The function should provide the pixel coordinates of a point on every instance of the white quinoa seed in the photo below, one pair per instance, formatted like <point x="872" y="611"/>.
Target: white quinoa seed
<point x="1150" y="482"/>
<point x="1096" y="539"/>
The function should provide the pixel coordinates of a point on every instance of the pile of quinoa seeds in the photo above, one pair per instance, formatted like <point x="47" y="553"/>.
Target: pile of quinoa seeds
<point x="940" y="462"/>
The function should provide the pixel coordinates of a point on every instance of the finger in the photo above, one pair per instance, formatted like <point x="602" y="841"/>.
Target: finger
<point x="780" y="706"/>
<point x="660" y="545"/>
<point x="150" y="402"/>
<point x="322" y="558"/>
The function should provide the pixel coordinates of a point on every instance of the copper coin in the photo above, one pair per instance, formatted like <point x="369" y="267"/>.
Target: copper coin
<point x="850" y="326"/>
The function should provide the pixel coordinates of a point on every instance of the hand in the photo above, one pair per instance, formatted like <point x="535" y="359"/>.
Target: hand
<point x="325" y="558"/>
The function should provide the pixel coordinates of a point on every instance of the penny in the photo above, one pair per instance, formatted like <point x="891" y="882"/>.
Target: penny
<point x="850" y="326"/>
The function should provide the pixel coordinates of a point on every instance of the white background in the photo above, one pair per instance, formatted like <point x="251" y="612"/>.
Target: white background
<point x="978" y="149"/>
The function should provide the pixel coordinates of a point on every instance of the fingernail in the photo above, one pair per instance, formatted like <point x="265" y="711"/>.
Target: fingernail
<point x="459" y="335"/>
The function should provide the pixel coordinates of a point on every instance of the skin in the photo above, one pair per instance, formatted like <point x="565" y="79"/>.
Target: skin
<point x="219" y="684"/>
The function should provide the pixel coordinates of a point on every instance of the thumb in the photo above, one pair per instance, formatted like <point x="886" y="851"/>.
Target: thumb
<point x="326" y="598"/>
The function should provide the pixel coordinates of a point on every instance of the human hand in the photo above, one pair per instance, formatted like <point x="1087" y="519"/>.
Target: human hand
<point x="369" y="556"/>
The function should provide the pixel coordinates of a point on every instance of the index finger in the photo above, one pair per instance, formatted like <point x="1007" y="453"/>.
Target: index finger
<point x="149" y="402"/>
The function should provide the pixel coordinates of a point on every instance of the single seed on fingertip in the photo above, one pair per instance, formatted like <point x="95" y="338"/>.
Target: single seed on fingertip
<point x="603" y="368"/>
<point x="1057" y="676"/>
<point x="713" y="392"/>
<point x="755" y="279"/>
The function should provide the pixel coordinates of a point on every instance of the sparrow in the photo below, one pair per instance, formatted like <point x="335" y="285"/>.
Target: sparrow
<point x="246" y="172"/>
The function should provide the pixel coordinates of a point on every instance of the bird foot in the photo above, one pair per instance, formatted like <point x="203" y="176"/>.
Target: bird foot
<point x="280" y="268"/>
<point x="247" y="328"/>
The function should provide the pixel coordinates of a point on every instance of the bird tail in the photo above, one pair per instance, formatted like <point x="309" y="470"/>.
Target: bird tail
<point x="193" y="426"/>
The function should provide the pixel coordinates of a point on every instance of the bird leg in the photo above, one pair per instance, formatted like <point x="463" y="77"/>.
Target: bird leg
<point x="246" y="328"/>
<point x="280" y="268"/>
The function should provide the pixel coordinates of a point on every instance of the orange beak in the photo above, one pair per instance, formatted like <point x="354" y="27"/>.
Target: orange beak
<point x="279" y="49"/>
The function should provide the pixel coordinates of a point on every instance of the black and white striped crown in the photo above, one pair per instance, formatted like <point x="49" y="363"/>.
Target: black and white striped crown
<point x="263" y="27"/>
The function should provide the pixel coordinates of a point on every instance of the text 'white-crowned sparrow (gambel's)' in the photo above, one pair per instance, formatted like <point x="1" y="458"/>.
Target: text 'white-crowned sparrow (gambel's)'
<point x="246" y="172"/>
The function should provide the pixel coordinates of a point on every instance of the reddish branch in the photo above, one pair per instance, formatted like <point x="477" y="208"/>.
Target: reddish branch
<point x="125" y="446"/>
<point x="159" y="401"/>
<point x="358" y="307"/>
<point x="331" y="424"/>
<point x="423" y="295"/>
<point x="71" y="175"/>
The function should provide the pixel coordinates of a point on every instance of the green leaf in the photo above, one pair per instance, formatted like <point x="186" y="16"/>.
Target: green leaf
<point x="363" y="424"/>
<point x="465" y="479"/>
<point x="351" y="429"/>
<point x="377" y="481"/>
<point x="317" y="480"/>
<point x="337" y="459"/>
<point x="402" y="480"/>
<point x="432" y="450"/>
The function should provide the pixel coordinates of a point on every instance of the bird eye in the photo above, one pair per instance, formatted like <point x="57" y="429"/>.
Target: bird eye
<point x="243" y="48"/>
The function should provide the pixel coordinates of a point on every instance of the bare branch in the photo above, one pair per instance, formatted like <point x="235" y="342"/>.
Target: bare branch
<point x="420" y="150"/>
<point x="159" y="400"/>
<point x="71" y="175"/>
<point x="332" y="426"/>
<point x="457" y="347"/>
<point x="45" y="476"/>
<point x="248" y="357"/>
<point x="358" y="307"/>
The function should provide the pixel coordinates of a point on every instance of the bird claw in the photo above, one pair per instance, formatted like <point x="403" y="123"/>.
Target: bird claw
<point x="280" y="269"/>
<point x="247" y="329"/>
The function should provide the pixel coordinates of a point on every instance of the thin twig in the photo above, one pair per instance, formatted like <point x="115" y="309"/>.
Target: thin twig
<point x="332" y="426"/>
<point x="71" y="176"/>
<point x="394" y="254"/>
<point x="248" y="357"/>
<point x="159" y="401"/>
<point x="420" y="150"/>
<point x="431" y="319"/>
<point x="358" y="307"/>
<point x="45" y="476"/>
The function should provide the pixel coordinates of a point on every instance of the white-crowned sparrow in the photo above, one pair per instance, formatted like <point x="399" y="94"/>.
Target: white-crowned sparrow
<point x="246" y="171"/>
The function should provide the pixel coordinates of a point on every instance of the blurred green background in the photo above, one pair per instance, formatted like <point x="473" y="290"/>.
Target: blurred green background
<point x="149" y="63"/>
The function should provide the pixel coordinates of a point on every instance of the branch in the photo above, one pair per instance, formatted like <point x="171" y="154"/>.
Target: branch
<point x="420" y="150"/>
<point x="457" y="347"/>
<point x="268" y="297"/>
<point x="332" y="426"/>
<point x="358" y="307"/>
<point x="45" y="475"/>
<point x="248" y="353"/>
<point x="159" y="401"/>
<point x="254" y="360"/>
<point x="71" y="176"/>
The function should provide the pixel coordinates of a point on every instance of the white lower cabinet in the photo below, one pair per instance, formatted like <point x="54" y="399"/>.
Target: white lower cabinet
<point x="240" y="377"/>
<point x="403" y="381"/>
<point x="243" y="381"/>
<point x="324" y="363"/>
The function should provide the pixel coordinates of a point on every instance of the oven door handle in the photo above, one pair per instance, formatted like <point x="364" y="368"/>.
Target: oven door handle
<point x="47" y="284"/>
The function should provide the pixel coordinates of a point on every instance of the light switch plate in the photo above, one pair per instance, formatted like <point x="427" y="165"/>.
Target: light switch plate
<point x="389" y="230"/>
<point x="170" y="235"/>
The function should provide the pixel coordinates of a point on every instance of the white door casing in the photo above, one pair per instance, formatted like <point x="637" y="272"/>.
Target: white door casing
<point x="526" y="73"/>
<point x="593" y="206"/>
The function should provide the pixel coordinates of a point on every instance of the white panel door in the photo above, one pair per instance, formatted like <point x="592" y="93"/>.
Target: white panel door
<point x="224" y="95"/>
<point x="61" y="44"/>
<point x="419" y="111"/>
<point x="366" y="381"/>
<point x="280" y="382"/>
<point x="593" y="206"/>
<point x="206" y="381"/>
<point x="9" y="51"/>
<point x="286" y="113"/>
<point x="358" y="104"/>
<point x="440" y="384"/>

########################################

▶ _Stated goal_: Arrange the entries from the line with "the white door" through the end of the entries as a two-column CSV with the columns instruction and answer, one row per entry. Put each entry's text and its answer in their own quoted field, replacing line breaks with spaces.

▶ _The completed task_:
instruction,answer
"The function should provide the pixel coordinates of a point on every instance of the white door casing in the photo above, one pair per instance, formatted like <point x=""637"" y=""272""/>. Target: white door casing","<point x=""526"" y=""73""/> <point x=""593"" y=""206""/>"
"The function should provide the pixel coordinates of a point on every instance of the white panel door in the photo above, one pair per instance, formatted like <point x=""592"" y=""93""/>. Target: white panel door","<point x=""224"" y=""95""/> <point x=""61"" y=""44""/> <point x=""419"" y=""111""/> <point x=""366"" y=""381""/> <point x=""280"" y=""382""/> <point x=""593"" y=""206""/> <point x=""206"" y=""381""/> <point x=""9"" y=""51""/> <point x=""286"" y=""113""/> <point x=""358"" y=""104""/> <point x=""440"" y=""384""/>"